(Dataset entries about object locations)
════════════════

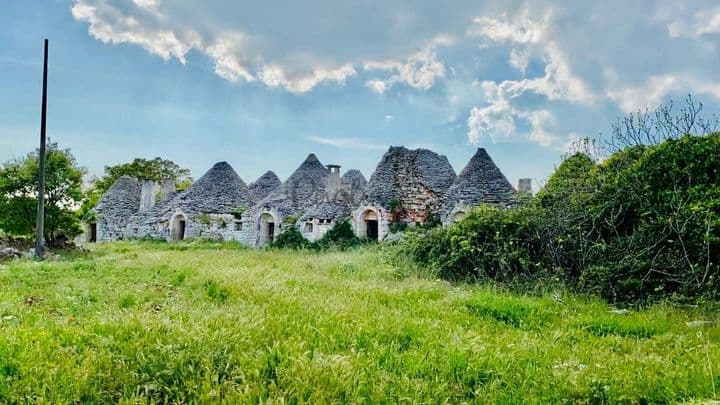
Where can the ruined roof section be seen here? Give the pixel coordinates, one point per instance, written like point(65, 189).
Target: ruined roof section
point(401, 167)
point(304, 188)
point(218, 191)
point(479, 182)
point(121, 199)
point(261, 187)
point(356, 180)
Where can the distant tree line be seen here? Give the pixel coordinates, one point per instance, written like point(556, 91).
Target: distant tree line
point(67, 201)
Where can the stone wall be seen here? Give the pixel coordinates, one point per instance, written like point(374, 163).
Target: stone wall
point(116, 207)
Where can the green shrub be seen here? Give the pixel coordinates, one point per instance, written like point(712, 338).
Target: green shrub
point(643, 224)
point(489, 243)
point(339, 236)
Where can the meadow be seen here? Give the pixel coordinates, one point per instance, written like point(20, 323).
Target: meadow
point(143, 322)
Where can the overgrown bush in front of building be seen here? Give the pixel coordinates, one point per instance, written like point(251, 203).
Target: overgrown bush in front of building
point(643, 224)
point(340, 236)
point(291, 238)
point(490, 243)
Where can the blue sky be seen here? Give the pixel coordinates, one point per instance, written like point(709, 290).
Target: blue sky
point(262, 86)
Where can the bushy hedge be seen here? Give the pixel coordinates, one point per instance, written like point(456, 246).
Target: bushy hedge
point(643, 224)
point(340, 236)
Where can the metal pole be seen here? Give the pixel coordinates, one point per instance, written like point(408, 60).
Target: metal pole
point(40, 237)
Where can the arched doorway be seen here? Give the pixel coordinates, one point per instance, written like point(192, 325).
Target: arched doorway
point(266, 226)
point(458, 216)
point(371, 224)
point(92, 232)
point(177, 228)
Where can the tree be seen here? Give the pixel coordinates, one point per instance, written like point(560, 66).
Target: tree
point(63, 193)
point(156, 169)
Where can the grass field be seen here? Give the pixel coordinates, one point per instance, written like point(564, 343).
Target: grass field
point(148, 322)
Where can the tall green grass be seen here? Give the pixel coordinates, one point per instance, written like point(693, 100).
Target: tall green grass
point(150, 322)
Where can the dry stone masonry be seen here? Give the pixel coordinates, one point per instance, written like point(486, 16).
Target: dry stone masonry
point(408, 186)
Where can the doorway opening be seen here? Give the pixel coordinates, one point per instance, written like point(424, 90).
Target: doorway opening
point(371, 225)
point(267, 228)
point(177, 230)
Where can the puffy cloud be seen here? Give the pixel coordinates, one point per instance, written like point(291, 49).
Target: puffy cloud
point(296, 48)
point(347, 143)
point(532, 60)
point(420, 71)
point(498, 120)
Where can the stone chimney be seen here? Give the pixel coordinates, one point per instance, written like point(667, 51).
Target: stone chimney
point(525, 186)
point(332, 183)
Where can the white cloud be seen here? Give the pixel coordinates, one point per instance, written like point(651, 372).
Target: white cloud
point(126, 29)
point(704, 21)
point(499, 119)
point(559, 82)
point(419, 71)
point(519, 59)
point(494, 121)
point(275, 76)
point(347, 143)
point(291, 58)
point(668, 48)
point(657, 88)
point(378, 86)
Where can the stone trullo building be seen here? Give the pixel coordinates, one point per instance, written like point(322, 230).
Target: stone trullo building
point(410, 186)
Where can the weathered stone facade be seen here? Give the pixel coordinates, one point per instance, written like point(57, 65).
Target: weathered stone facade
point(412, 180)
point(480, 182)
point(407, 186)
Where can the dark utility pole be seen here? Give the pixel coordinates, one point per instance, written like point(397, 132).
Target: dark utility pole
point(40, 237)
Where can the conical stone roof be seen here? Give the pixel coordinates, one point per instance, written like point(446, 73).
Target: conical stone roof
point(304, 188)
point(355, 179)
point(402, 171)
point(266, 183)
point(218, 191)
point(481, 181)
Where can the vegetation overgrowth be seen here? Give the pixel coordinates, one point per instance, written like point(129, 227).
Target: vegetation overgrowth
point(139, 322)
point(642, 224)
point(339, 237)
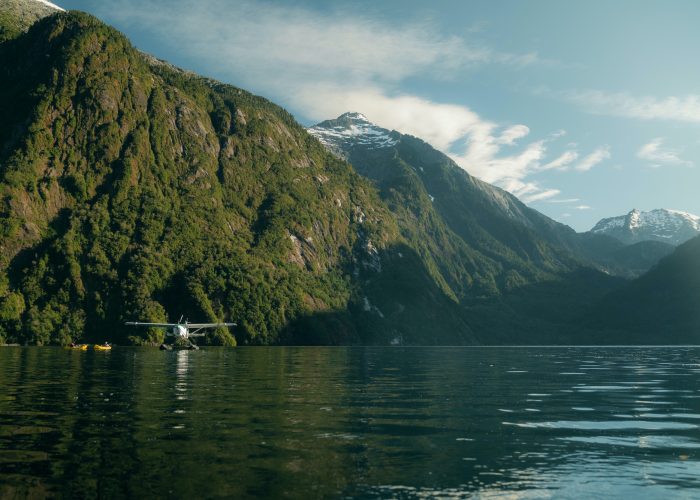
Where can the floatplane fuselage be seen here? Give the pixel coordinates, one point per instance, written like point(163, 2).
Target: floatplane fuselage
point(183, 330)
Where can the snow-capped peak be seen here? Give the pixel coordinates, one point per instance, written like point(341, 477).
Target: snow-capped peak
point(52, 5)
point(670, 226)
point(352, 129)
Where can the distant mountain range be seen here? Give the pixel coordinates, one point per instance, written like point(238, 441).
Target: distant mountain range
point(667, 226)
point(133, 190)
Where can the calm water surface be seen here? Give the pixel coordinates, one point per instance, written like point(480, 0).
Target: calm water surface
point(351, 422)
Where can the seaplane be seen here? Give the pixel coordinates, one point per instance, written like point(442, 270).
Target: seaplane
point(182, 330)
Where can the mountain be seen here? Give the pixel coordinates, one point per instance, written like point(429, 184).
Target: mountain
point(521, 277)
point(16, 16)
point(130, 189)
point(667, 226)
point(660, 307)
point(478, 239)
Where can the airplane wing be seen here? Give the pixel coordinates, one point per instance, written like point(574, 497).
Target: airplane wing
point(155, 325)
point(209, 325)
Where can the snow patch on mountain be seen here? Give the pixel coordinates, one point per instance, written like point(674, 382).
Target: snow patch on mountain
point(669, 226)
point(352, 129)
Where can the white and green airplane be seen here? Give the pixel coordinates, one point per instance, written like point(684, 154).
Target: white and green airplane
point(182, 329)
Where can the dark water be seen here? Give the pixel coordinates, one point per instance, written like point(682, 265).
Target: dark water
point(355, 422)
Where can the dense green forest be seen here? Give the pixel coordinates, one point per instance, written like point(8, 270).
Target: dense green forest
point(133, 190)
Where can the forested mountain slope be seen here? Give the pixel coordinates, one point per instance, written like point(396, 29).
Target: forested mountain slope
point(661, 307)
point(133, 190)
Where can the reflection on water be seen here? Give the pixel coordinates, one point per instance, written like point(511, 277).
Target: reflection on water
point(367, 422)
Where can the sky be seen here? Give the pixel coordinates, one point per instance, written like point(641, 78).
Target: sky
point(583, 110)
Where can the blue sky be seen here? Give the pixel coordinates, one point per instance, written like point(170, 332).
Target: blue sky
point(584, 110)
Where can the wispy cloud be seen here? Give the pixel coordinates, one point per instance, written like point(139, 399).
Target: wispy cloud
point(567, 200)
point(561, 162)
point(657, 155)
point(678, 108)
point(272, 45)
point(593, 159)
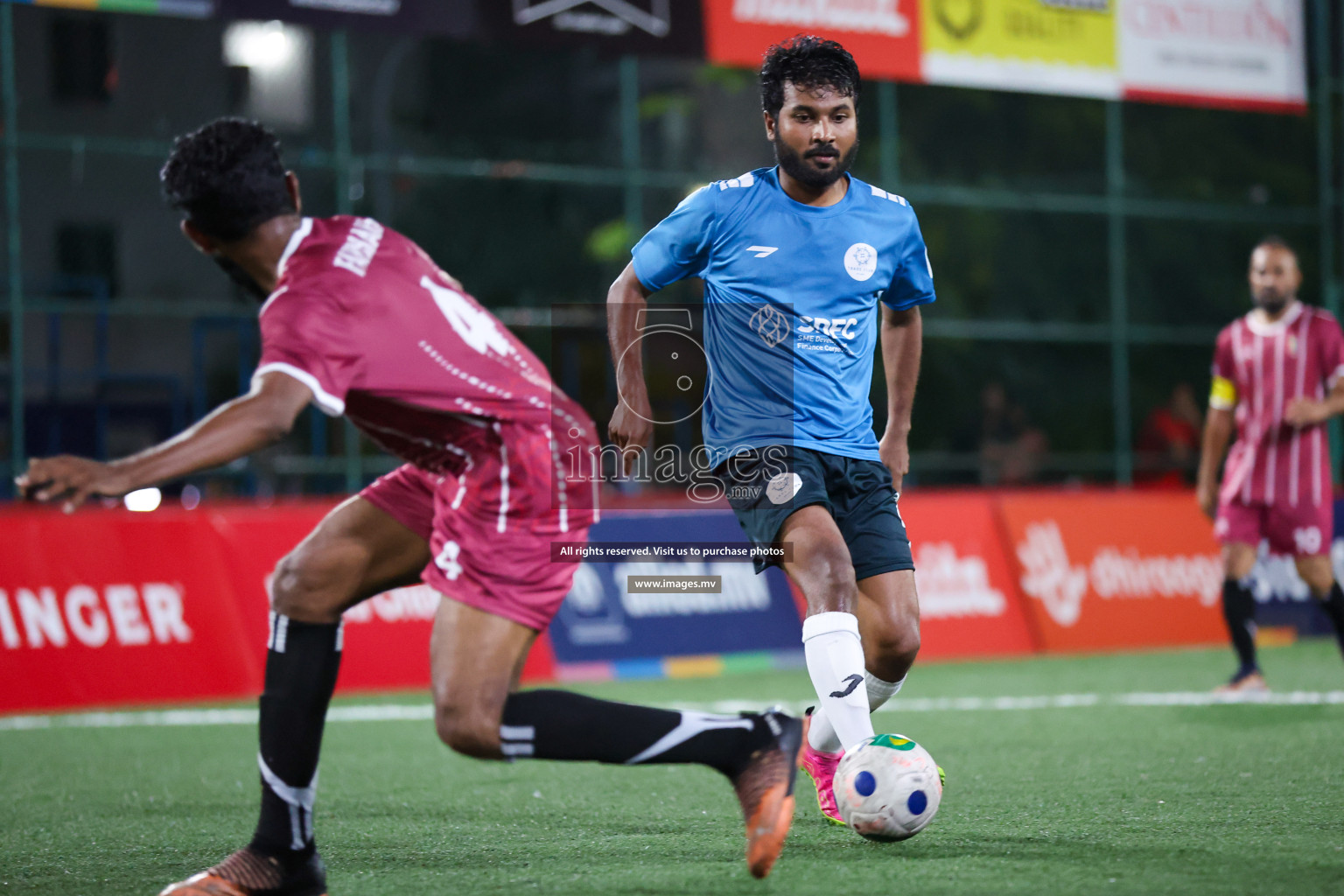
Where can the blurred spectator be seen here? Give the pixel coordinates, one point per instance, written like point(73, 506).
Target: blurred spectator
point(1168, 444)
point(1011, 449)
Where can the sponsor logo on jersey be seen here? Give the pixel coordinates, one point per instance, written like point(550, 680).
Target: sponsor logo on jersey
point(860, 261)
point(832, 326)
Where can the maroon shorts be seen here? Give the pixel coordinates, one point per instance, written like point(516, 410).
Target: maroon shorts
point(489, 531)
point(1301, 531)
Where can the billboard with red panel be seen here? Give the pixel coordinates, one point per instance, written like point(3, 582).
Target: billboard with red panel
point(1115, 570)
point(970, 605)
point(883, 37)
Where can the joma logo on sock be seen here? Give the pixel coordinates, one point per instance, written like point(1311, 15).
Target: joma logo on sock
point(854, 682)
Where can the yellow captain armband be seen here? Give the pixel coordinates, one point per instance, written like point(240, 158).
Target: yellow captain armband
point(1223, 396)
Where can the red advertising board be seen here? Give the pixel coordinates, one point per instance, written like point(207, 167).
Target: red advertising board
point(105, 607)
point(883, 35)
point(968, 601)
point(1116, 570)
point(109, 607)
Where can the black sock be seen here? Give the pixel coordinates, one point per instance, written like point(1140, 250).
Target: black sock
point(1239, 612)
point(1334, 606)
point(301, 667)
point(558, 724)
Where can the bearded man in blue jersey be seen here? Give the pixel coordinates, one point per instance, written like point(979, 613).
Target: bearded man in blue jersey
point(796, 261)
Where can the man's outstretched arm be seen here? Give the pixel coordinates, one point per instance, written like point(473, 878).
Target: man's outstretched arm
point(902, 344)
point(230, 431)
point(1218, 433)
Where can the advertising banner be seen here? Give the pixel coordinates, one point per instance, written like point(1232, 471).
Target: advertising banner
point(1116, 570)
point(883, 35)
point(970, 605)
point(1241, 54)
point(445, 18)
point(105, 607)
point(108, 607)
point(1040, 46)
point(604, 621)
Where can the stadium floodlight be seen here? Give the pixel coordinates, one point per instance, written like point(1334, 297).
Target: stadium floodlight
point(143, 500)
point(258, 45)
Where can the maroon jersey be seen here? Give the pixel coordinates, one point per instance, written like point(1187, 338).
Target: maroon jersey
point(379, 333)
point(1258, 368)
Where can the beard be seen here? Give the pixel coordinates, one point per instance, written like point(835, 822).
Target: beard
point(241, 277)
point(794, 164)
point(1270, 301)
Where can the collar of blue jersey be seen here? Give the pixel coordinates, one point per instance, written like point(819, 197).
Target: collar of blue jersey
point(820, 211)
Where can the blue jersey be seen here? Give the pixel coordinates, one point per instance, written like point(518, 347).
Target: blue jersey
point(790, 298)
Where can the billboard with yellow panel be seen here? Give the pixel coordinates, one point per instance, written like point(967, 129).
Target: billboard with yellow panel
point(1043, 46)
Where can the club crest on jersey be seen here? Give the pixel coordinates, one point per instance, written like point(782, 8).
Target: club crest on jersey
point(770, 326)
point(782, 486)
point(860, 261)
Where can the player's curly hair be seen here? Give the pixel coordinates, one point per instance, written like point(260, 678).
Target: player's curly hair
point(1274, 241)
point(807, 60)
point(228, 178)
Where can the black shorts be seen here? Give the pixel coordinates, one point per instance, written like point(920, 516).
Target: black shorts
point(766, 484)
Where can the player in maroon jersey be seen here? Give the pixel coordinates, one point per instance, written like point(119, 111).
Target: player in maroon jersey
point(1278, 376)
point(361, 323)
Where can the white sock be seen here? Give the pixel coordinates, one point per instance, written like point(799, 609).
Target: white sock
point(822, 734)
point(835, 662)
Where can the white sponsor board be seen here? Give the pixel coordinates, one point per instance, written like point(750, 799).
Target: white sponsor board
point(1239, 52)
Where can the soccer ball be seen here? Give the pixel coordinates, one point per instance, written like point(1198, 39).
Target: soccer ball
point(887, 788)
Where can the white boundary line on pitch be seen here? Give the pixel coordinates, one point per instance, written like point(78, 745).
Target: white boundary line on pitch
point(424, 712)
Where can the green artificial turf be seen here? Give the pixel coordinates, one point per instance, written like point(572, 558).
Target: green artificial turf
point(1101, 798)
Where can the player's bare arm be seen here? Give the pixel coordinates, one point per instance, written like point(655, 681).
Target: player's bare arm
point(1309, 411)
point(233, 430)
point(902, 343)
point(631, 429)
point(1218, 433)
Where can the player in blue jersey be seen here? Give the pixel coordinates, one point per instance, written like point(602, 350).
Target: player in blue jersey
point(797, 260)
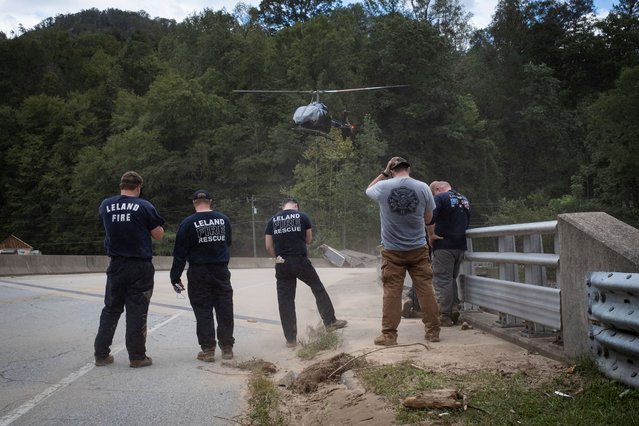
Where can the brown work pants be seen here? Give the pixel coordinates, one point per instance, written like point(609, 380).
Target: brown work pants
point(395, 264)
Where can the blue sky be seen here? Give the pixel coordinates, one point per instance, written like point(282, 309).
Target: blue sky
point(30, 12)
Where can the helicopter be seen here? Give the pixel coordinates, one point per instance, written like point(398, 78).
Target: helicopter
point(315, 118)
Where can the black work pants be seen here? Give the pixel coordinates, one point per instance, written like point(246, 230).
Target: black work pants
point(209, 288)
point(129, 286)
point(287, 274)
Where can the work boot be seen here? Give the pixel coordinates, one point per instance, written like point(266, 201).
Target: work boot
point(432, 337)
point(445, 321)
point(336, 325)
point(101, 362)
point(386, 339)
point(137, 363)
point(207, 355)
point(227, 352)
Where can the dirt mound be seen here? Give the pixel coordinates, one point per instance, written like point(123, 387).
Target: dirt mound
point(330, 369)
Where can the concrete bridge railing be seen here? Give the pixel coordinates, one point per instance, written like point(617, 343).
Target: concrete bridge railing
point(546, 293)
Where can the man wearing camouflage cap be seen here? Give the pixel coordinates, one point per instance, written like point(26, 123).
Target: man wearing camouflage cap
point(406, 206)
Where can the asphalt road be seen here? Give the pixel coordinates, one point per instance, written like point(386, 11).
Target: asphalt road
point(48, 324)
point(47, 327)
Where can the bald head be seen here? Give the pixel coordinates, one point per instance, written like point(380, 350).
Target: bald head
point(438, 186)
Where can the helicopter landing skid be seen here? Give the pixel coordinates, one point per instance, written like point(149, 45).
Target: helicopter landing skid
point(312, 132)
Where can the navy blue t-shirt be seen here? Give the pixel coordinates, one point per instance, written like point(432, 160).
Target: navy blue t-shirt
point(288, 229)
point(451, 217)
point(128, 222)
point(202, 238)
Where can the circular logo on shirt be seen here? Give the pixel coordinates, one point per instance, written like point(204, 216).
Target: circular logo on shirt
point(403, 201)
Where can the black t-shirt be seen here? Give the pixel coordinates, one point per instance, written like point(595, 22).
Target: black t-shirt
point(288, 229)
point(128, 222)
point(451, 218)
point(202, 238)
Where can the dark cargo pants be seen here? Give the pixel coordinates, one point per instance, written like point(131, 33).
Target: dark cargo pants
point(129, 286)
point(287, 274)
point(210, 289)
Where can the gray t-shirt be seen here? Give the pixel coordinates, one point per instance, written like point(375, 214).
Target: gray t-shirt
point(402, 202)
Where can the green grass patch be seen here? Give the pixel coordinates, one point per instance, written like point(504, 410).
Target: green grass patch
point(496, 398)
point(264, 402)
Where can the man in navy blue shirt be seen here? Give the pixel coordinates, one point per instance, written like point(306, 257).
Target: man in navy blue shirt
point(203, 239)
point(129, 222)
point(286, 236)
point(447, 238)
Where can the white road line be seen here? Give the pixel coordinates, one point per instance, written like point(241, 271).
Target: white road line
point(33, 402)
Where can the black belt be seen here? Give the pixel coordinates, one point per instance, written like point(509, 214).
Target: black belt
point(134, 259)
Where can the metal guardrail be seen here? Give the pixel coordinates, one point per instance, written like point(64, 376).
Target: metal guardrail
point(527, 298)
point(613, 310)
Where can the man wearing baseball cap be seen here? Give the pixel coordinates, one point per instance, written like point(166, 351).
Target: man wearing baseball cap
point(406, 206)
point(130, 222)
point(203, 239)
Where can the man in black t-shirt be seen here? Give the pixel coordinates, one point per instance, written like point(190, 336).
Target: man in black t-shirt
point(203, 239)
point(286, 236)
point(129, 222)
point(447, 238)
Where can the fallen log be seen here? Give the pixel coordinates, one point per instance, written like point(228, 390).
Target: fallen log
point(438, 398)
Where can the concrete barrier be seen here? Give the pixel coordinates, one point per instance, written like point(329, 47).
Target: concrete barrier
point(13, 264)
point(590, 242)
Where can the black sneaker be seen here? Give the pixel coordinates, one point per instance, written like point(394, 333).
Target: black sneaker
point(227, 352)
point(101, 362)
point(138, 363)
point(206, 356)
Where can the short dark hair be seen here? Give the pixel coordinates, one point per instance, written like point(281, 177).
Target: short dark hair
point(290, 200)
point(130, 180)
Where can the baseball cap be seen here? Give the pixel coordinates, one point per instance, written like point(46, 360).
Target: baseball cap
point(400, 161)
point(290, 200)
point(201, 194)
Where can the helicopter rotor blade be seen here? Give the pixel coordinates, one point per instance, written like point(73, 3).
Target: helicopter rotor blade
point(274, 91)
point(361, 89)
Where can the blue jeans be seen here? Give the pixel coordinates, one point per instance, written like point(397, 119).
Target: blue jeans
point(129, 286)
point(446, 264)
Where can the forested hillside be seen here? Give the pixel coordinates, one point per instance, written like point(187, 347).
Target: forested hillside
point(535, 115)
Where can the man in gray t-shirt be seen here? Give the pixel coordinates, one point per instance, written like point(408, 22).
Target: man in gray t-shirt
point(406, 206)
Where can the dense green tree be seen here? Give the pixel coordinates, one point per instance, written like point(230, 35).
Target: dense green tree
point(277, 14)
point(534, 113)
point(613, 131)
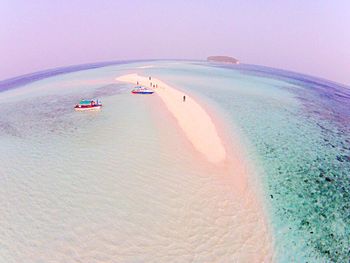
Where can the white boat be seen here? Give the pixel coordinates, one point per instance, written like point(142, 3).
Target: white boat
point(85, 105)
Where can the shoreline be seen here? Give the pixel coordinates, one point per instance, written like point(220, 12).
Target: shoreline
point(194, 121)
point(230, 168)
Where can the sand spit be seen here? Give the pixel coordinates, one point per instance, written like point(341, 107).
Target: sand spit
point(191, 117)
point(245, 220)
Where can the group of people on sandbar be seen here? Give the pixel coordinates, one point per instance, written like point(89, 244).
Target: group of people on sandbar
point(156, 86)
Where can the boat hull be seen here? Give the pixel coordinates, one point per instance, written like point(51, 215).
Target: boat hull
point(142, 92)
point(93, 108)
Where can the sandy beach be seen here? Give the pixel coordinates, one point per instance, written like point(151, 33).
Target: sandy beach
point(253, 239)
point(191, 117)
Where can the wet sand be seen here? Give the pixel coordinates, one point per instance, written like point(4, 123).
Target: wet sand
point(191, 117)
point(246, 222)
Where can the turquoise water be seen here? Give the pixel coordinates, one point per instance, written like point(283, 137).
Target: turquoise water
point(69, 169)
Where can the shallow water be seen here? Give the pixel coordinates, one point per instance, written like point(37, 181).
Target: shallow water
point(124, 184)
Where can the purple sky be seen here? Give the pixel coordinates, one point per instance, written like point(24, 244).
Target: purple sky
point(311, 37)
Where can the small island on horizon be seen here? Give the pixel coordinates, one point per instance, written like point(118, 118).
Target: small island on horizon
point(223, 59)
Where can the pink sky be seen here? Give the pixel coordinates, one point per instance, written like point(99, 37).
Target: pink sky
point(311, 37)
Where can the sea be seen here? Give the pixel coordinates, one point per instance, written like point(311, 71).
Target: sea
point(123, 184)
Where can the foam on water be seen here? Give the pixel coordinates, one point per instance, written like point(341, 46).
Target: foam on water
point(124, 185)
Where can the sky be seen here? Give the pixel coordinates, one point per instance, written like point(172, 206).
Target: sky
point(311, 37)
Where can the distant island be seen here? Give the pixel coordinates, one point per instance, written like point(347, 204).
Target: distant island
point(223, 59)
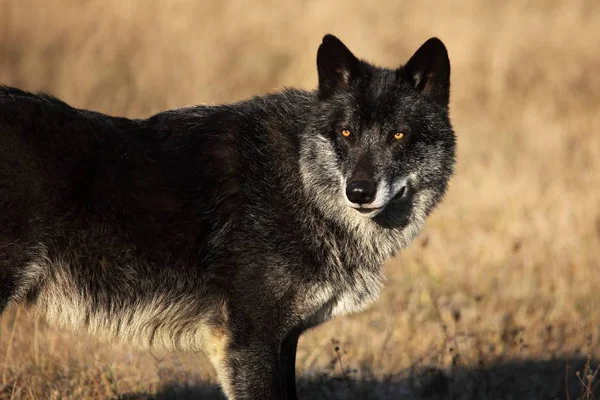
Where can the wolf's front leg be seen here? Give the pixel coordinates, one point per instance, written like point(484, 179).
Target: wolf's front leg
point(252, 372)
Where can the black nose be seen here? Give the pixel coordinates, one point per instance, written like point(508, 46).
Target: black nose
point(361, 192)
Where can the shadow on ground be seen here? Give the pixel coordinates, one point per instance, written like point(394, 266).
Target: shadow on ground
point(527, 379)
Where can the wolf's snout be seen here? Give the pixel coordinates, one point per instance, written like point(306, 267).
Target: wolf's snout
point(361, 192)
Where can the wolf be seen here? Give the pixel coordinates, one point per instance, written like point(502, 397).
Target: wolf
point(229, 229)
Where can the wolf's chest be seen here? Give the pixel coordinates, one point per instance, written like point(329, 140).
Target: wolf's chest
point(331, 299)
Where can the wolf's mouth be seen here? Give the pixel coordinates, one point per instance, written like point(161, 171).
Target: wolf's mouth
point(368, 210)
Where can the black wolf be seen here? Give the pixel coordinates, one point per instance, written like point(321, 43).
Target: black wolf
point(229, 229)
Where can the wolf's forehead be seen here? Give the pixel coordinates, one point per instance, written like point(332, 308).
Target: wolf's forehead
point(381, 101)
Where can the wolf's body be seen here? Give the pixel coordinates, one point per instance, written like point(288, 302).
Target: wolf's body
point(225, 229)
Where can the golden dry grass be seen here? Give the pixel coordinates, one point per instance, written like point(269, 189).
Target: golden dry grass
point(498, 298)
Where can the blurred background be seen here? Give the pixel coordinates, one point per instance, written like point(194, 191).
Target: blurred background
point(498, 298)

════════════════

▸ **EXERCISE TASK**: Render the lines of the entries above, from the line containing "Where can the blue jersey" through the line containing "point(1043, 46)", both included, as a Markdown table with the columns "No." and "Entry line". Number each row and skip any blank lines.

▸ **FINISHED TASK**:
| No. | Entry line |
|---|---|
| 1 | Where can the blue jersey be seen here? Give the pixel coordinates, one point per instance, written like point(518, 347). |
| 2 | Target: blue jersey |
| 3 | point(790, 298) |
| 4 | Where can the billboard with yellow panel be seen here? Give the pixel coordinates, one point per instance, written like point(967, 129). |
| 5 | Target: billboard with yellow panel |
| 6 | point(1043, 46) |